:: Direction ::
Rewrite every line in the stretch from the line containing "Identify each instance of the kneeling" through the line containing "(1110, 139)". Shift both coordinates of each answer point by -120.

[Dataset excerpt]

- - - - - - -

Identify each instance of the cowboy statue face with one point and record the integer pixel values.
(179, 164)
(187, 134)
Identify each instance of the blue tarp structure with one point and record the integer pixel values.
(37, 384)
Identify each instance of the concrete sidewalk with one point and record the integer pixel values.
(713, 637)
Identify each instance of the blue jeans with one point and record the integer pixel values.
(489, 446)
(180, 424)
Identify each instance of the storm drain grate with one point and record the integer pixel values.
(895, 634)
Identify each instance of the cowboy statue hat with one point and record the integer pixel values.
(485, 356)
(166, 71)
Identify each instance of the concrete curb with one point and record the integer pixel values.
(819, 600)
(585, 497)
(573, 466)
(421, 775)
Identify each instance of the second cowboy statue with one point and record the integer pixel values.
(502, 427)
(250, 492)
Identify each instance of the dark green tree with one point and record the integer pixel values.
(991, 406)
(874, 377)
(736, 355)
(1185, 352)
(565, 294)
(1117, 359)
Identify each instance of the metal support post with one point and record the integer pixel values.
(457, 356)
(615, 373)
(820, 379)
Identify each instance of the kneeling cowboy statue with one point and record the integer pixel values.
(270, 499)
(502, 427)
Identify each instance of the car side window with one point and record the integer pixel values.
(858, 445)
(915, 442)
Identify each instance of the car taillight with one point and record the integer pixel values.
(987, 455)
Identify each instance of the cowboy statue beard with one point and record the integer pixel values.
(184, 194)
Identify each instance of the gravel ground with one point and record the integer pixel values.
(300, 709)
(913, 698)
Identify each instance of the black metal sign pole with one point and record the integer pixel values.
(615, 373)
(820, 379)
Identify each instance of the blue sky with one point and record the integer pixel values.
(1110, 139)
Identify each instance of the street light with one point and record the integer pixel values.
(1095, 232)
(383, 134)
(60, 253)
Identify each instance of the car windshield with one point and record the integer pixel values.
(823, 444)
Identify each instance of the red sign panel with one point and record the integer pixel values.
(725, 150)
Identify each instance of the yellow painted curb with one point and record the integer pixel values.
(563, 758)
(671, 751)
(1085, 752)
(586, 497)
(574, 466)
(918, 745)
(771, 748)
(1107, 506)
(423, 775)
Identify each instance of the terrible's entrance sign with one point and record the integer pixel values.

- - - - - - -

:: Output for this task ::
Identify each instance of the kneeling cowboy statue with one point and record the integer pixel values.
(150, 379)
(382, 307)
Identify each instance of the car side window with one point and record the integer pixel values.
(738, 325)
(795, 322)
Identify each instance of the car taillight with one point and record the integer pixel values.
(867, 335)
Identify each instance of the cowboy statue beard with one point and record the integer pixel values.
(64, 74)
Identify each instance of the gravel ground with one point and record the integer pixel values.
(180, 589)
(793, 578)
Identify each instance of the black metal sign pole with one point and record the integer pixel values.
(495, 253)
(700, 259)
Identify each instance of the blue sky with one point and record the integer pixel values.
(990, 19)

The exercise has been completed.